**Problem details**
This task calls for every entry below to be repeated exactly.

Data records
====
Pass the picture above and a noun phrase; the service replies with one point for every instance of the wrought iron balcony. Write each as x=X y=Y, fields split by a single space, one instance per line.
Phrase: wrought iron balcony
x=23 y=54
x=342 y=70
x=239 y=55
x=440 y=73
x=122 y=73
====
**Result of this task**
Pass the picture above and a noun phrase; the service replies with one point for every instance of the wrought iron balcony. Write each as x=X y=Y, fields split by a single space, one instance per line.
Phrase: wrought iron balcony
x=23 y=54
x=342 y=70
x=239 y=55
x=440 y=73
x=122 y=73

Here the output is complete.